Stored items from a collection

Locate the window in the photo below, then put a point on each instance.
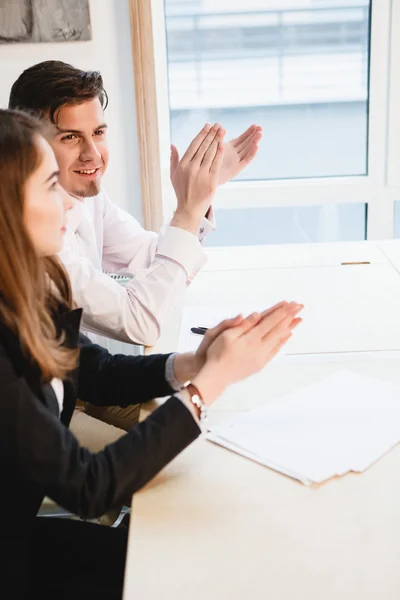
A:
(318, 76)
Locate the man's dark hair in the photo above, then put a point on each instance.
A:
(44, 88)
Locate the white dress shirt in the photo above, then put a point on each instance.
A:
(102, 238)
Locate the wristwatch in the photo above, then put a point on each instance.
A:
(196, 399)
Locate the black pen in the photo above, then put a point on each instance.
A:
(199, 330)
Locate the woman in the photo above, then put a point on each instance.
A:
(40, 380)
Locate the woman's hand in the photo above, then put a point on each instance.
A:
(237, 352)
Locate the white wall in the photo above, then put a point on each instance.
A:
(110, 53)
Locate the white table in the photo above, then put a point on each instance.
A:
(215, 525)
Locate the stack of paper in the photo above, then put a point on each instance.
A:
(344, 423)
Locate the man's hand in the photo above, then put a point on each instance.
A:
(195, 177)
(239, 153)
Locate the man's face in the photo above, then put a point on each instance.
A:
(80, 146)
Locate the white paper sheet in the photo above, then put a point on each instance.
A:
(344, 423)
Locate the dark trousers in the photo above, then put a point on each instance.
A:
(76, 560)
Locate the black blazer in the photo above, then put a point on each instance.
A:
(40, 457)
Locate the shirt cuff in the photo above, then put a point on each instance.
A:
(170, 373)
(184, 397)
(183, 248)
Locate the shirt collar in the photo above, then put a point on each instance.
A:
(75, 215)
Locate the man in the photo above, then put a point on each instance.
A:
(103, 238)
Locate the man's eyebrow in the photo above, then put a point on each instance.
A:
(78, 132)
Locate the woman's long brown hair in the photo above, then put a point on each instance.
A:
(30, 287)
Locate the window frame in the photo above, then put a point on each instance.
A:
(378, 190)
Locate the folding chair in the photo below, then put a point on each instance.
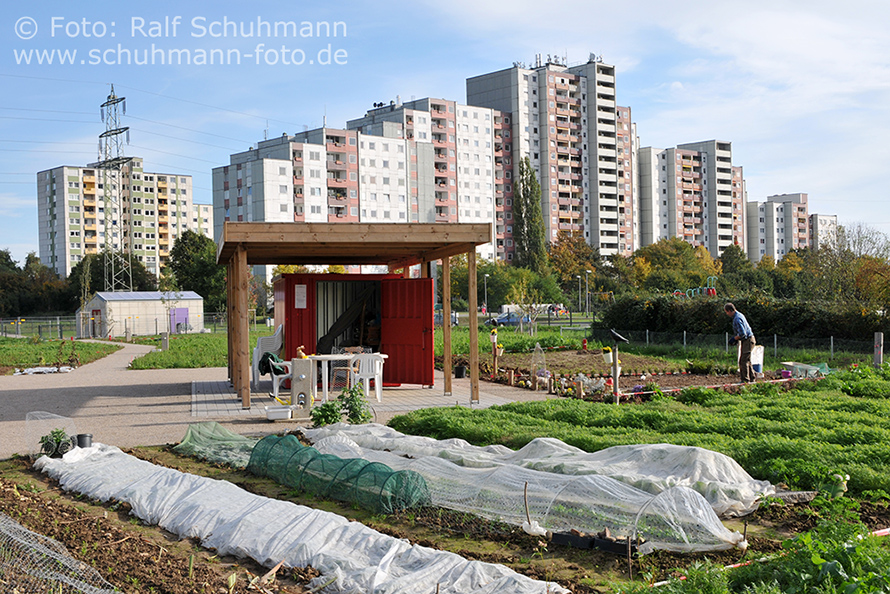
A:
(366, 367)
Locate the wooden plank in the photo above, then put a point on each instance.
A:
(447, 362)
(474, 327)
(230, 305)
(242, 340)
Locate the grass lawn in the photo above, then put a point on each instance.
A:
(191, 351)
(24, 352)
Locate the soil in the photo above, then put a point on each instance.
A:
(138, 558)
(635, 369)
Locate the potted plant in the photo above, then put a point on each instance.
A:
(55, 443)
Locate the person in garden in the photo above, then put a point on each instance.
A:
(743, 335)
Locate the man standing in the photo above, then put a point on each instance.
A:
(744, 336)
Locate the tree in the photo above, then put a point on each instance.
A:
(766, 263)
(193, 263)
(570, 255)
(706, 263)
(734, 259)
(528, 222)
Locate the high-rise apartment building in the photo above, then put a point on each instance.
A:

...

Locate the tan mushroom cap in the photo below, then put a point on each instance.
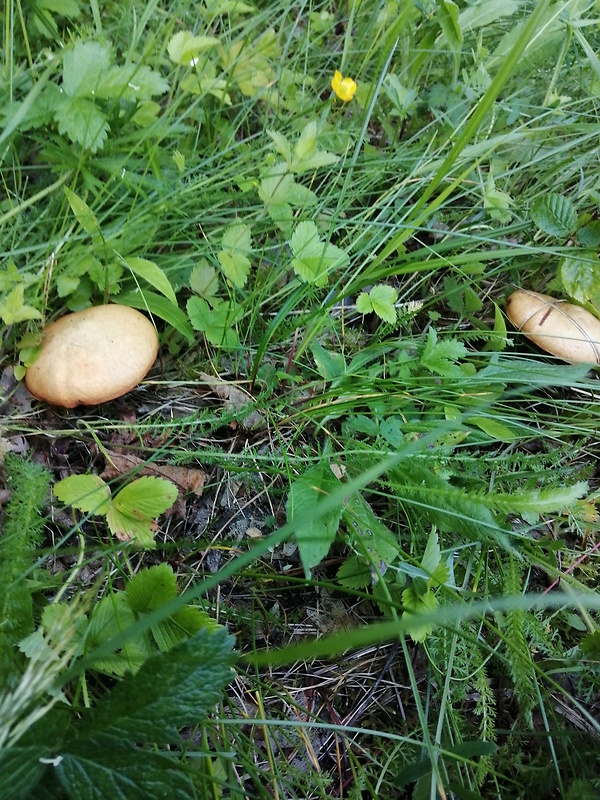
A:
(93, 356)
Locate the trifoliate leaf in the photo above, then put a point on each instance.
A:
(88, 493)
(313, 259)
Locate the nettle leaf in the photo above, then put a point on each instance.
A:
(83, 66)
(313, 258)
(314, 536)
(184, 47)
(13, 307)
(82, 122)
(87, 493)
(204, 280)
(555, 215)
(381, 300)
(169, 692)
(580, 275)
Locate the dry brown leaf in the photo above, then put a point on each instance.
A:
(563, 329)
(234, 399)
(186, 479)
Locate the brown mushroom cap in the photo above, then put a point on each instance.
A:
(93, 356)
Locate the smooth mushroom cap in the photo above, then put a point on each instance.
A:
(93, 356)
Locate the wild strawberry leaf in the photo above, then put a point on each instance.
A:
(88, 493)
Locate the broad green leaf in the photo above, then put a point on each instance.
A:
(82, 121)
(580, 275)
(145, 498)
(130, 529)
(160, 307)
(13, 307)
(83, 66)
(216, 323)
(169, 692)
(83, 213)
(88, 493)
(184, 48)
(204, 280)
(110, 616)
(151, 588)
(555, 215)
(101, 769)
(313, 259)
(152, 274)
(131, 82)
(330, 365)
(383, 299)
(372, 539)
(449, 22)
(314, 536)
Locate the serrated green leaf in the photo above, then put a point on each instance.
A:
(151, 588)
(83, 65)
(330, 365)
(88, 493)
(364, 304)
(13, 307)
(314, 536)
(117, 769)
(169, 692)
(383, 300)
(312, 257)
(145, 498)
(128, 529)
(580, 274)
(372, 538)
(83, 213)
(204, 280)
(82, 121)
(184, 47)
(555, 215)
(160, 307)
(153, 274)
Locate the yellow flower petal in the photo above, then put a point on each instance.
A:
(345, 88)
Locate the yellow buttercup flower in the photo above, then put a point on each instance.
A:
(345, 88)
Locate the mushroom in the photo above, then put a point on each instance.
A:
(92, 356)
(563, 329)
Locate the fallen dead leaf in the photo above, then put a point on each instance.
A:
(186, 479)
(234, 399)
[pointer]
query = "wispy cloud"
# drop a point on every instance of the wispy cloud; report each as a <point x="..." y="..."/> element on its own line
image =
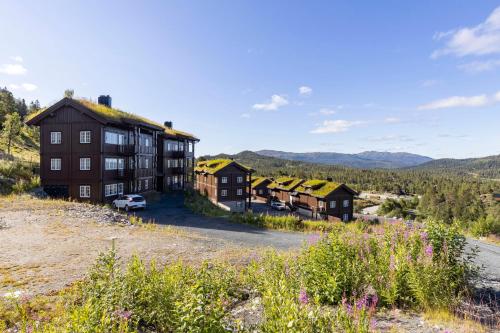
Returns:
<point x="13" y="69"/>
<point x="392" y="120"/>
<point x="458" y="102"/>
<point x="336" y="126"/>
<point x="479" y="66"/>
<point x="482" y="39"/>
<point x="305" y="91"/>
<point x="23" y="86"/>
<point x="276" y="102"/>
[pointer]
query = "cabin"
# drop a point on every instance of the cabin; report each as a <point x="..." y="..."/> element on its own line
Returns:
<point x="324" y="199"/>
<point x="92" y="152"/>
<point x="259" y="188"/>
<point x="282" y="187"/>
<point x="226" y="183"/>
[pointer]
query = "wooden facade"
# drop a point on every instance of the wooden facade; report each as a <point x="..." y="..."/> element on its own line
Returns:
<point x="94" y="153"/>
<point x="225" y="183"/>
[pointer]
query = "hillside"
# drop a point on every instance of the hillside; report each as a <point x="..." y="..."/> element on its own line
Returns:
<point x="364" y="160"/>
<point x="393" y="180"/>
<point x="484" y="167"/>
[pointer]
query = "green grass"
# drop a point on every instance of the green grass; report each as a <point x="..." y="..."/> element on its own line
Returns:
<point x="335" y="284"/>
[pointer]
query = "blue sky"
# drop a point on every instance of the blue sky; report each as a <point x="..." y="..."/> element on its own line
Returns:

> ASSIGNMENT: Of the lines above, show those in which "window" appears.

> REPLY TO THE EXERCISE:
Locate the window in the photo below, then put a point on each instance.
Locate the window frame in the photo above, then put a point on each instance.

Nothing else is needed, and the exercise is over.